### WHAT IS EXPECTED
Filter the records below, keeping only each line that contains the string "dark". Case counts, so a line matches only if the capitalization is identical.

(Records of labeled regions)
----

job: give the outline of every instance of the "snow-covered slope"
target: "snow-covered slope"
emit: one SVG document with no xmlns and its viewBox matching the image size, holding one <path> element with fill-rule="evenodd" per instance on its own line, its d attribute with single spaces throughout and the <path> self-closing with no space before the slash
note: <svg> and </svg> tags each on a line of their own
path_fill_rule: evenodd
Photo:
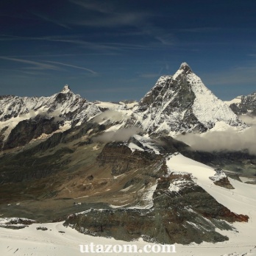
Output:
<svg viewBox="0 0 256 256">
<path fill-rule="evenodd" d="M 243 126 L 230 110 L 182 63 L 174 76 L 163 76 L 135 107 L 135 124 L 152 132 L 205 132 L 216 123 Z"/>
<path fill-rule="evenodd" d="M 237 115 L 249 114 L 256 115 L 256 92 L 247 96 L 238 96 L 227 102 L 230 108 Z"/>
<path fill-rule="evenodd" d="M 54 118 L 55 121 L 61 123 L 60 129 L 63 130 L 72 123 L 81 124 L 101 113 L 96 104 L 74 94 L 68 85 L 48 97 L 2 96 L 0 96 L 0 135 L 3 141 L 7 140 L 19 122 L 35 117 Z"/>
</svg>

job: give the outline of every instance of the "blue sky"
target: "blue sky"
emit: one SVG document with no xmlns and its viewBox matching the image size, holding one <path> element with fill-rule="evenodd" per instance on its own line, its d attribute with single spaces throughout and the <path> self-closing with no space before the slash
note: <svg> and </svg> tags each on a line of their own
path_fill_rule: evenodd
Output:
<svg viewBox="0 0 256 256">
<path fill-rule="evenodd" d="M 186 62 L 221 99 L 256 90 L 253 0 L 2 0 L 0 95 L 140 99 Z"/>
</svg>

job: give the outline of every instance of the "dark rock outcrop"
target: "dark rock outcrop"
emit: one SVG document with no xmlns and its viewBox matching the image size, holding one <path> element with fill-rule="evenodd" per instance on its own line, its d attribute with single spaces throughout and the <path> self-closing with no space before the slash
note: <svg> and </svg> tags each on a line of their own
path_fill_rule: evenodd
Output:
<svg viewBox="0 0 256 256">
<path fill-rule="evenodd" d="M 170 190 L 177 184 L 178 189 Z M 92 235 L 132 241 L 183 244 L 227 240 L 216 231 L 232 230 L 224 221 L 247 221 L 218 203 L 189 174 L 171 174 L 158 179 L 150 209 L 90 210 L 68 216 L 64 225 Z"/>
</svg>

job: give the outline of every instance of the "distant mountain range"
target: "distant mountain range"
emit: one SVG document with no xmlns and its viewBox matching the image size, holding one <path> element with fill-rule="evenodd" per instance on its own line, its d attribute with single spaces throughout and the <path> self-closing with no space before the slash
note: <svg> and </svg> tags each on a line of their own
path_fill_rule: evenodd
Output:
<svg viewBox="0 0 256 256">
<path fill-rule="evenodd" d="M 240 178 L 255 171 L 256 156 L 199 152 L 177 136 L 243 132 L 239 116 L 255 115 L 255 99 L 222 102 L 185 63 L 139 102 L 89 102 L 68 85 L 49 97 L 2 96 L 0 213 L 125 241 L 227 241 L 220 230 L 255 218 Z M 232 191 L 238 203 L 248 197 L 244 211 Z"/>
</svg>

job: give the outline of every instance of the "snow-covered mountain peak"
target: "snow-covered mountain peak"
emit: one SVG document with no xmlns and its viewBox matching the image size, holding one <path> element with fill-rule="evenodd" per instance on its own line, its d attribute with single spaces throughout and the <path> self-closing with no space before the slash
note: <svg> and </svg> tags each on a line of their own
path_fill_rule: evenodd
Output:
<svg viewBox="0 0 256 256">
<path fill-rule="evenodd" d="M 179 70 L 184 71 L 185 74 L 193 73 L 192 69 L 186 63 L 182 63 L 179 67 Z"/>
<path fill-rule="evenodd" d="M 160 77 L 140 101 L 135 116 L 135 124 L 148 132 L 170 135 L 206 132 L 219 121 L 244 125 L 185 63 L 174 75 Z"/>
<path fill-rule="evenodd" d="M 63 90 L 61 91 L 62 93 L 68 93 L 71 91 L 70 90 L 70 88 L 69 88 L 69 85 L 65 85 L 64 87 L 63 87 Z"/>
</svg>

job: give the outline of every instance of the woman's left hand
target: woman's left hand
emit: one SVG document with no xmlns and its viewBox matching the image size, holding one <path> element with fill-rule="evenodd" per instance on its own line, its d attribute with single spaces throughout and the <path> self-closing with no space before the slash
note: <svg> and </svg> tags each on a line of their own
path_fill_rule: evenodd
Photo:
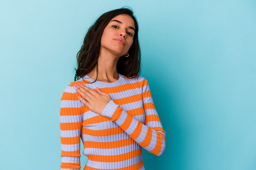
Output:
<svg viewBox="0 0 256 170">
<path fill-rule="evenodd" d="M 87 101 L 79 96 L 78 98 L 91 110 L 101 115 L 101 113 L 107 104 L 112 99 L 110 95 L 99 88 L 96 88 L 98 93 L 84 85 L 79 84 L 75 84 L 77 92 L 83 96 Z"/>
</svg>

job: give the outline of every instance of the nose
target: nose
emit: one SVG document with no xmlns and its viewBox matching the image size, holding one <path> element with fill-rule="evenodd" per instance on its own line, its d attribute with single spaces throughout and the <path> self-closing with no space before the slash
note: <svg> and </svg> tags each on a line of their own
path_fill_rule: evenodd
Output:
<svg viewBox="0 0 256 170">
<path fill-rule="evenodd" d="M 121 36 L 124 36 L 124 38 L 126 38 L 126 33 L 125 31 L 122 31 L 120 33 L 120 35 Z"/>
</svg>

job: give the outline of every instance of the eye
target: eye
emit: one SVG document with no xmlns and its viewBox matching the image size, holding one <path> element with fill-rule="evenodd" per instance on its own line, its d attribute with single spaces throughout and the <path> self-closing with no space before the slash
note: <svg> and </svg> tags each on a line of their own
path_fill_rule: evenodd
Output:
<svg viewBox="0 0 256 170">
<path fill-rule="evenodd" d="M 118 26 L 117 26 L 116 25 L 113 25 L 112 26 L 112 27 L 113 27 L 113 28 L 117 28 L 116 27 L 115 27 L 115 26 L 116 26 L 118 28 Z M 132 33 L 129 32 L 127 32 L 127 33 L 128 33 L 128 34 L 129 35 L 130 35 L 130 36 L 132 36 Z"/>
</svg>

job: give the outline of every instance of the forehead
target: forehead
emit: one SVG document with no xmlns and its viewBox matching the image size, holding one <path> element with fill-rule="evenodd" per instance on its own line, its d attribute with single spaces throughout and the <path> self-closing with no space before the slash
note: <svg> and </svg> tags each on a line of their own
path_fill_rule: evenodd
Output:
<svg viewBox="0 0 256 170">
<path fill-rule="evenodd" d="M 119 15 L 117 16 L 116 16 L 112 18 L 110 23 L 116 22 L 111 22 L 113 20 L 118 20 L 122 22 L 122 24 L 126 24 L 128 26 L 131 26 L 133 27 L 135 27 L 135 24 L 134 23 L 134 21 L 130 16 L 128 15 Z"/>
</svg>

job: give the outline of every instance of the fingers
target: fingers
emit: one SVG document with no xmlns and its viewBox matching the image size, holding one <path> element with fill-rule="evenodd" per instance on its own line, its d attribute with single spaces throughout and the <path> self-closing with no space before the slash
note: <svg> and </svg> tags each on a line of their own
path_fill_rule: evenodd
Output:
<svg viewBox="0 0 256 170">
<path fill-rule="evenodd" d="M 95 95 L 97 94 L 98 94 L 98 93 L 94 91 L 92 89 L 90 88 L 87 87 L 85 85 L 81 84 L 79 84 L 79 87 L 81 87 L 81 90 L 83 90 L 83 89 L 86 90 L 88 92 L 89 92 L 90 94 L 88 94 L 88 96 L 90 96 L 91 98 L 92 97 L 92 95 Z"/>
<path fill-rule="evenodd" d="M 88 96 L 88 95 L 87 95 L 87 94 L 88 93 L 88 92 L 87 93 L 84 93 L 79 88 L 76 88 L 76 90 L 77 91 L 78 93 L 79 93 L 79 94 L 81 94 L 82 96 L 83 96 L 83 98 L 85 99 L 86 100 L 87 100 L 89 102 L 91 102 L 91 101 L 92 101 L 92 99 L 89 96 Z M 83 91 L 85 91 L 85 90 L 83 90 Z"/>
<path fill-rule="evenodd" d="M 90 103 L 86 101 L 87 100 L 85 100 L 84 99 L 83 99 L 83 98 L 79 96 L 78 96 L 78 98 L 85 106 L 88 106 L 90 105 Z"/>
</svg>

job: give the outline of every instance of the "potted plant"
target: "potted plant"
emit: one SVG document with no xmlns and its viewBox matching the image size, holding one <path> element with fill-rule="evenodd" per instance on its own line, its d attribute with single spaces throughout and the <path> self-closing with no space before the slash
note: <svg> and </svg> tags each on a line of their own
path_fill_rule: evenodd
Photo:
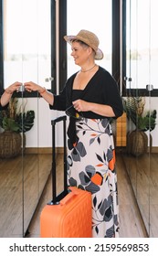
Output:
<svg viewBox="0 0 158 256">
<path fill-rule="evenodd" d="M 0 157 L 9 158 L 21 153 L 25 147 L 25 133 L 34 125 L 35 112 L 25 112 L 25 106 L 18 107 L 18 100 L 12 98 L 5 109 L 0 111 Z"/>
<path fill-rule="evenodd" d="M 127 97 L 123 99 L 124 111 L 127 118 L 132 120 L 135 129 L 127 133 L 128 152 L 134 156 L 139 156 L 147 152 L 147 131 L 153 131 L 156 124 L 156 110 L 144 112 L 144 97 Z M 152 147 L 152 135 L 150 134 L 150 149 Z"/>
</svg>

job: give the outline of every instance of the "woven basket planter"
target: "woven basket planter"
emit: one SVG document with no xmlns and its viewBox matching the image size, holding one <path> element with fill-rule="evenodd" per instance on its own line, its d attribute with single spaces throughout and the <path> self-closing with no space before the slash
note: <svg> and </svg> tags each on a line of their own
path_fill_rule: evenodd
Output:
<svg viewBox="0 0 158 256">
<path fill-rule="evenodd" d="M 127 151 L 134 156 L 142 155 L 148 151 L 148 136 L 139 130 L 127 134 Z"/>
<path fill-rule="evenodd" d="M 0 133 L 0 158 L 10 158 L 21 154 L 22 137 L 20 133 L 5 131 Z"/>
</svg>

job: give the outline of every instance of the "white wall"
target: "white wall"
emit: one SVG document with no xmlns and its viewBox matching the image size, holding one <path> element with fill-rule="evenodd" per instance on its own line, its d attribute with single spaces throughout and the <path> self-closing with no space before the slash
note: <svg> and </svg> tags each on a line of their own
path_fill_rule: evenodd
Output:
<svg viewBox="0 0 158 256">
<path fill-rule="evenodd" d="M 158 113 L 157 97 L 146 98 L 144 111 L 156 109 Z M 51 147 L 52 130 L 51 120 L 65 114 L 64 112 L 57 112 L 49 109 L 48 104 L 42 98 L 28 98 L 26 110 L 34 110 L 36 112 L 35 124 L 33 128 L 26 133 L 26 147 Z M 158 123 L 158 117 L 156 120 Z M 57 126 L 57 146 L 63 145 L 62 126 Z M 158 146 L 158 125 L 152 131 L 153 146 Z"/>
<path fill-rule="evenodd" d="M 26 111 L 34 110 L 36 116 L 34 126 L 26 133 L 26 147 L 51 147 L 51 120 L 59 115 L 64 115 L 65 112 L 50 110 L 43 98 L 28 98 L 26 101 Z M 62 129 L 60 126 L 58 127 L 57 127 L 57 146 L 62 146 Z"/>
</svg>

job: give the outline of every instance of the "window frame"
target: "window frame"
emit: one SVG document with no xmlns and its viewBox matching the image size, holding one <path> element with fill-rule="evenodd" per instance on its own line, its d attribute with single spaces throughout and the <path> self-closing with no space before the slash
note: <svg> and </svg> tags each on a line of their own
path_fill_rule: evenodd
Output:
<svg viewBox="0 0 158 256">
<path fill-rule="evenodd" d="M 148 91 L 146 89 L 127 89 L 126 81 L 130 82 L 132 78 L 127 78 L 126 75 L 126 0 L 122 0 L 122 96 L 144 96 L 144 97 L 157 97 L 158 89 Z"/>
<path fill-rule="evenodd" d="M 0 0 L 0 93 L 2 94 L 4 91 L 4 16 L 3 16 L 3 8 L 4 1 Z M 51 77 L 53 80 L 51 80 L 51 91 L 53 93 L 57 91 L 57 74 L 56 74 L 56 0 L 50 1 L 50 12 L 51 12 Z M 14 92 L 14 96 L 21 97 L 21 92 Z M 38 92 L 25 91 L 23 93 L 24 98 L 32 98 L 38 97 Z"/>
</svg>

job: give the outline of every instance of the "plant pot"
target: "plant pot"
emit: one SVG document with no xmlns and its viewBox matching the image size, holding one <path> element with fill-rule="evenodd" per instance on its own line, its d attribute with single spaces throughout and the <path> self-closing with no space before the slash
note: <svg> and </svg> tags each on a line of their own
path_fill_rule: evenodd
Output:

----

### RESULT BELOW
job: give the outline of every instance of the "dark rock outcrop"
target: "dark rock outcrop"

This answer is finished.